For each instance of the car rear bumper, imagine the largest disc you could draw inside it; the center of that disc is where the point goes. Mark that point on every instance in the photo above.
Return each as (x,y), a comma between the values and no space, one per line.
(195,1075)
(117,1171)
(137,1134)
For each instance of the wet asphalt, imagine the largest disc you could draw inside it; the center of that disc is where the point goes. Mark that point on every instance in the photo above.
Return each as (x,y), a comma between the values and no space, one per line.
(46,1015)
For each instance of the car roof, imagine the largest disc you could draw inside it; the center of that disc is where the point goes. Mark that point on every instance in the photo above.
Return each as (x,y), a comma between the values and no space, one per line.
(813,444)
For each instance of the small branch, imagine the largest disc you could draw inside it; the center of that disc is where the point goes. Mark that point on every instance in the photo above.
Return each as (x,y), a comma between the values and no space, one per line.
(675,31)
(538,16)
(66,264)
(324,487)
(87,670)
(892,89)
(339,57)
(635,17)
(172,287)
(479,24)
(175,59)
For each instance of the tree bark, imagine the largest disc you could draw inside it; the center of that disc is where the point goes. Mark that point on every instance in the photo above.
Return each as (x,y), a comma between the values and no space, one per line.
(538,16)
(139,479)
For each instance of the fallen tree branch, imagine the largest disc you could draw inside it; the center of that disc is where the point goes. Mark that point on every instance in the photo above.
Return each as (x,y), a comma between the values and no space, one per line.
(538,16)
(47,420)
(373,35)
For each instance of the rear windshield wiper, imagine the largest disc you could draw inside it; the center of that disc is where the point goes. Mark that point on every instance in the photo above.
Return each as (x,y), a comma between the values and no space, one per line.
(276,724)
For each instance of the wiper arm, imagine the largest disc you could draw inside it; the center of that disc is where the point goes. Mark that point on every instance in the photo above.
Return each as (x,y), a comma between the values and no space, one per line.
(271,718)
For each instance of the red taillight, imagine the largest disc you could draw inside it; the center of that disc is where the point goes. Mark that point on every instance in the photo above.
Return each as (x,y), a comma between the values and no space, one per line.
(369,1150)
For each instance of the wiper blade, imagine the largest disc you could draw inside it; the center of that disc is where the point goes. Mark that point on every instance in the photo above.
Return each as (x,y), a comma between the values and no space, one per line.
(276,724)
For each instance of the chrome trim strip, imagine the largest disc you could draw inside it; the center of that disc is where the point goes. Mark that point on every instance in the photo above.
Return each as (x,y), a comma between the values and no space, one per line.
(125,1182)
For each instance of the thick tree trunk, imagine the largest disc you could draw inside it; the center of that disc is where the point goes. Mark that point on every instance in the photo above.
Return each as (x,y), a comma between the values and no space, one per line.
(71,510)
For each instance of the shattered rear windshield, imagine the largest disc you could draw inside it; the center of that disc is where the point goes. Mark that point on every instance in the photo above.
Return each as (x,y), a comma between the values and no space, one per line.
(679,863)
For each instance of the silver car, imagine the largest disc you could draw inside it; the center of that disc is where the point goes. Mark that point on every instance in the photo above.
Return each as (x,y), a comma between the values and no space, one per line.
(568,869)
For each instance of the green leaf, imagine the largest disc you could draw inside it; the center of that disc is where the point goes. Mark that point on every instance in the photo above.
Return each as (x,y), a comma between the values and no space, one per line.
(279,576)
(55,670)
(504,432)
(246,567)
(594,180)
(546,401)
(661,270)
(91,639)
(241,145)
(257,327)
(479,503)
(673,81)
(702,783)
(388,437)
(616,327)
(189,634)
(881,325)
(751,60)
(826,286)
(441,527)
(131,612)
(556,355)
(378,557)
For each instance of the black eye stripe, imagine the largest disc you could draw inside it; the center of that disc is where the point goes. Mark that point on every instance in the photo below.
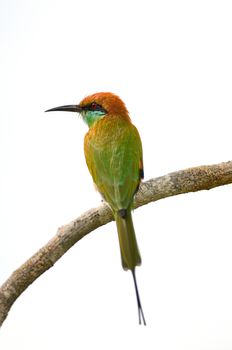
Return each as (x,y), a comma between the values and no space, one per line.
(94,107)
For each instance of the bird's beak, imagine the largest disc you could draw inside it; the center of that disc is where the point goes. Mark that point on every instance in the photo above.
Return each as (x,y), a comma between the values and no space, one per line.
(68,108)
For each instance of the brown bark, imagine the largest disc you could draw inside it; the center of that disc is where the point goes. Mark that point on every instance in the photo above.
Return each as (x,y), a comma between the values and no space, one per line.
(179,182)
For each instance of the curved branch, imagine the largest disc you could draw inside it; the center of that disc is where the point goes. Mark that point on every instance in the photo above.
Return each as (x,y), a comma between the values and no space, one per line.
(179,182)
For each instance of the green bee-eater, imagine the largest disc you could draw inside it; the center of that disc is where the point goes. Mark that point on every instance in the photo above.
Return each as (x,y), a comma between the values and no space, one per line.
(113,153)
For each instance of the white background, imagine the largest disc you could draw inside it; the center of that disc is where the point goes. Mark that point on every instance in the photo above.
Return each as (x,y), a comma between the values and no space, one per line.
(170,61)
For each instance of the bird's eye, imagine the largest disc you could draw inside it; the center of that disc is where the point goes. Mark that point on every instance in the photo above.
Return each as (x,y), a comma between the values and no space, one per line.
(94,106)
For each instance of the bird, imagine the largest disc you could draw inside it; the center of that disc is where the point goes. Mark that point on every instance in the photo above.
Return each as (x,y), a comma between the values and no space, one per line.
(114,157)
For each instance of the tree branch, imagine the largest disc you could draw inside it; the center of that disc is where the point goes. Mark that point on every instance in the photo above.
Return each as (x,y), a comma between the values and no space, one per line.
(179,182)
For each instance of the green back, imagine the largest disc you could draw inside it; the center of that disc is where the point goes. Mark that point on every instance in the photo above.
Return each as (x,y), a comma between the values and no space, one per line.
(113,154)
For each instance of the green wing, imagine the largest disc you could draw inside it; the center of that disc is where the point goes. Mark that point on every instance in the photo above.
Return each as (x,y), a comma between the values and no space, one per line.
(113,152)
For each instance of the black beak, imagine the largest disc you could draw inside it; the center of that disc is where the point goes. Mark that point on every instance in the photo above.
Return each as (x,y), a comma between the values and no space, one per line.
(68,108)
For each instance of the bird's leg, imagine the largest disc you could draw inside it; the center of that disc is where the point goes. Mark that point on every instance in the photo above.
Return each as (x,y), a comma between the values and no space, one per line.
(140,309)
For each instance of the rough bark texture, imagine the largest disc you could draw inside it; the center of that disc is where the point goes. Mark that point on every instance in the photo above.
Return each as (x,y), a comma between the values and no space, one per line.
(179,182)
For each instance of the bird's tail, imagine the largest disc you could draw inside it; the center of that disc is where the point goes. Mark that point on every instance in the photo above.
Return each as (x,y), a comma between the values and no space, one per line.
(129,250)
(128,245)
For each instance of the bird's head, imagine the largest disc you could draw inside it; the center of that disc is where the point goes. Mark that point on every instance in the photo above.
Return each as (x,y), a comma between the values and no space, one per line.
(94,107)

* * *

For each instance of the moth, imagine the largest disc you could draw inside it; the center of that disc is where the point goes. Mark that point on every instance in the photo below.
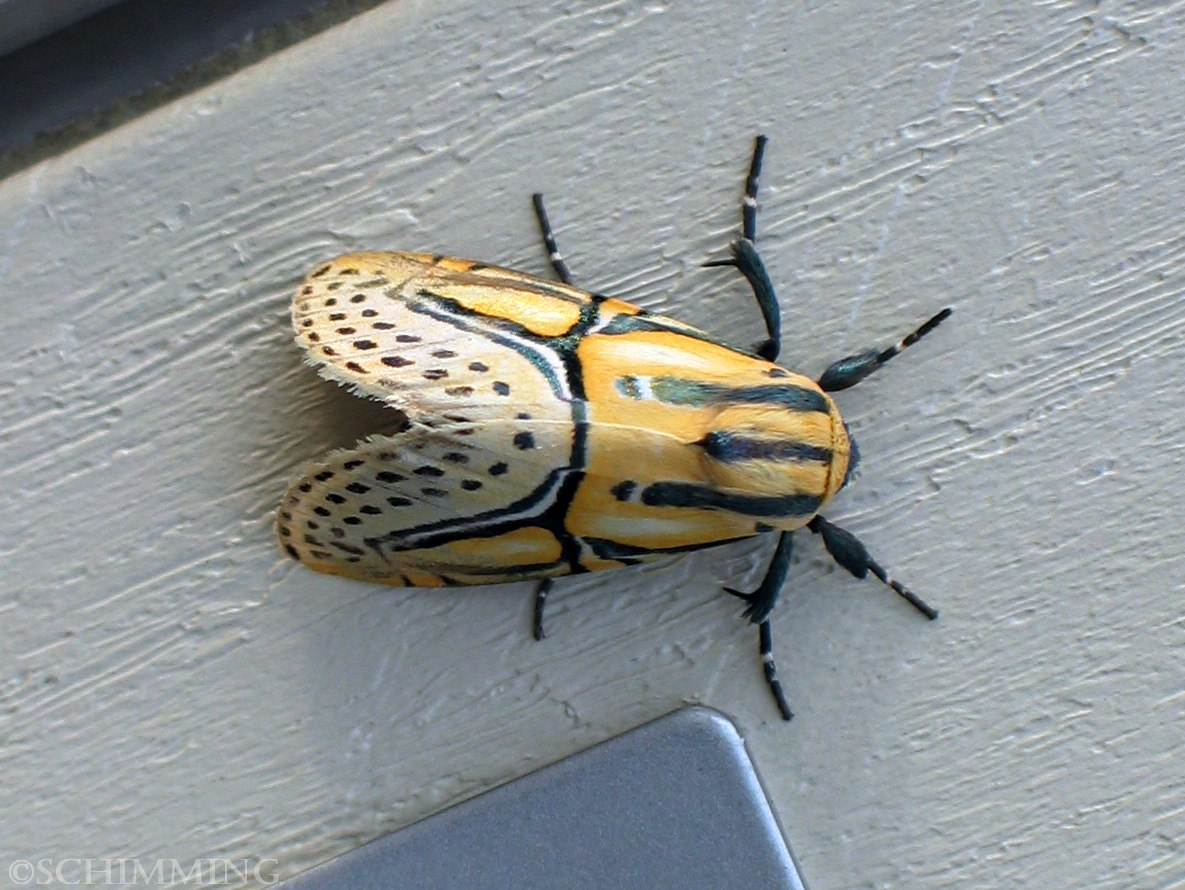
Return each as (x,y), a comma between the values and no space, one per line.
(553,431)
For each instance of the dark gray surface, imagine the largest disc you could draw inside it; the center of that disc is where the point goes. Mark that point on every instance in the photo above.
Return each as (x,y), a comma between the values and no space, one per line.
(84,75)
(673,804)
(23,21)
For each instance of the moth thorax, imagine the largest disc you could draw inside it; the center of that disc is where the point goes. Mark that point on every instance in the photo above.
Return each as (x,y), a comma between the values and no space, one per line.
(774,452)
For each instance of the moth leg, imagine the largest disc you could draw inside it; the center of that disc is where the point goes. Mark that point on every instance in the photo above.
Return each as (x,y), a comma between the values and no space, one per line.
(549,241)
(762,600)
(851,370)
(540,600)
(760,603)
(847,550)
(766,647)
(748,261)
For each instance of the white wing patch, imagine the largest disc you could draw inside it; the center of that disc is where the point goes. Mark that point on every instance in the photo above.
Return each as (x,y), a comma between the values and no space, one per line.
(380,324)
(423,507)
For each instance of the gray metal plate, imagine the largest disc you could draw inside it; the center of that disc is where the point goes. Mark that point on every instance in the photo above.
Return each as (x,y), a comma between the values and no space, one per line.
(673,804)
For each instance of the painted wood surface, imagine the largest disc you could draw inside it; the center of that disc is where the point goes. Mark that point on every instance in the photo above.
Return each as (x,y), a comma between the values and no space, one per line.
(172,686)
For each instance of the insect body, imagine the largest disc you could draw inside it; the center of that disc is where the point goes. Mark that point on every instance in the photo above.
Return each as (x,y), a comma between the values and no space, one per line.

---

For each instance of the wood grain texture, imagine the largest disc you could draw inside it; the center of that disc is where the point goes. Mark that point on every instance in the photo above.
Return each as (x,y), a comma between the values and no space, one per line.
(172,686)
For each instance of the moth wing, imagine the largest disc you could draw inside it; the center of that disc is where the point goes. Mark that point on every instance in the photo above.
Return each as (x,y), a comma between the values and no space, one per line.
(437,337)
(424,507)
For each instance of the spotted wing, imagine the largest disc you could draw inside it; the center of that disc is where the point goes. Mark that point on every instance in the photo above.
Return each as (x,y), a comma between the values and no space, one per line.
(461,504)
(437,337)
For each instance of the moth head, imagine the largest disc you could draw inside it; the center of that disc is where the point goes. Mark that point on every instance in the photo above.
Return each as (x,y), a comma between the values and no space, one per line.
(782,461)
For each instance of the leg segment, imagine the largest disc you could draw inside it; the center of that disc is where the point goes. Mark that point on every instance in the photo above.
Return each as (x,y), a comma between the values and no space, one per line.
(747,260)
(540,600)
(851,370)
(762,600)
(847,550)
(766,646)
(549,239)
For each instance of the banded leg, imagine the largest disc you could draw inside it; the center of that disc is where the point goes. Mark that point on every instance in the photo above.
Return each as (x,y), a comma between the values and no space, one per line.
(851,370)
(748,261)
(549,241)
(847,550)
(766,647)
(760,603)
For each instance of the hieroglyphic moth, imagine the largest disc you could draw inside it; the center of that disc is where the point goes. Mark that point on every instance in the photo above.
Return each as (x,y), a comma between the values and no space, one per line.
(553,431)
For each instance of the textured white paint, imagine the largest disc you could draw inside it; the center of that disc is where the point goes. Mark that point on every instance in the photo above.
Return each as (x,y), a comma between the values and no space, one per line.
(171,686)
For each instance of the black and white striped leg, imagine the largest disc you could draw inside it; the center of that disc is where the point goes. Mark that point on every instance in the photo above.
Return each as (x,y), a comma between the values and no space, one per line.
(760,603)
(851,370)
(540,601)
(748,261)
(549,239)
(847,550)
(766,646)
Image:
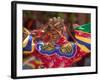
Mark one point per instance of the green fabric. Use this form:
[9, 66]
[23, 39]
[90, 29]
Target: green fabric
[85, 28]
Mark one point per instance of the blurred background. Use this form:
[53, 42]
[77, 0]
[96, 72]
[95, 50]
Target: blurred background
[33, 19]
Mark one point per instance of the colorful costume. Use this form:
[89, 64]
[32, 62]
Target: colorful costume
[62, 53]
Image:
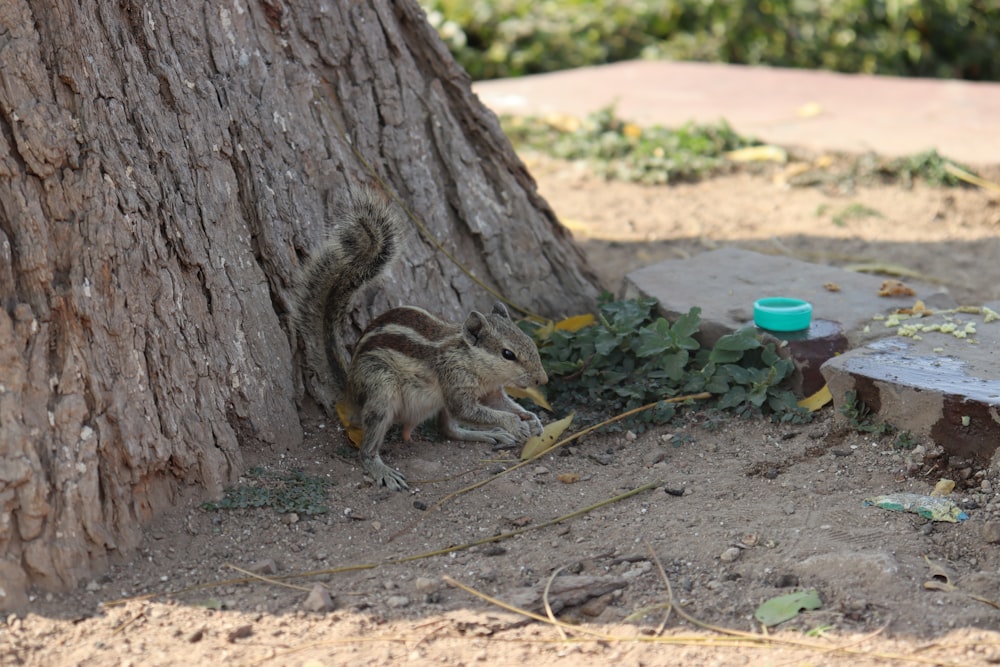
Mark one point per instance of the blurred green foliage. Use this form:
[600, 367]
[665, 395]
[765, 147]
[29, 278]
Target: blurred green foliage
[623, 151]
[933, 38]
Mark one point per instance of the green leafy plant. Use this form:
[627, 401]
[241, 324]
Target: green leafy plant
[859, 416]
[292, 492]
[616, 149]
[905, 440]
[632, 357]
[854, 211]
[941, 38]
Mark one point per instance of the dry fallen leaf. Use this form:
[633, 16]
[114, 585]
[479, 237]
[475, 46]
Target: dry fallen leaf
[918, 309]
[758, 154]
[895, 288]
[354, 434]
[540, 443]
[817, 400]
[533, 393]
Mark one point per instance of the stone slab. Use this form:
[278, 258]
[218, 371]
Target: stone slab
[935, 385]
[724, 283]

* **Work task**:
After reading the records above, say how many lines hold the string "tree", using only a number.

* **Result of this exercise**:
4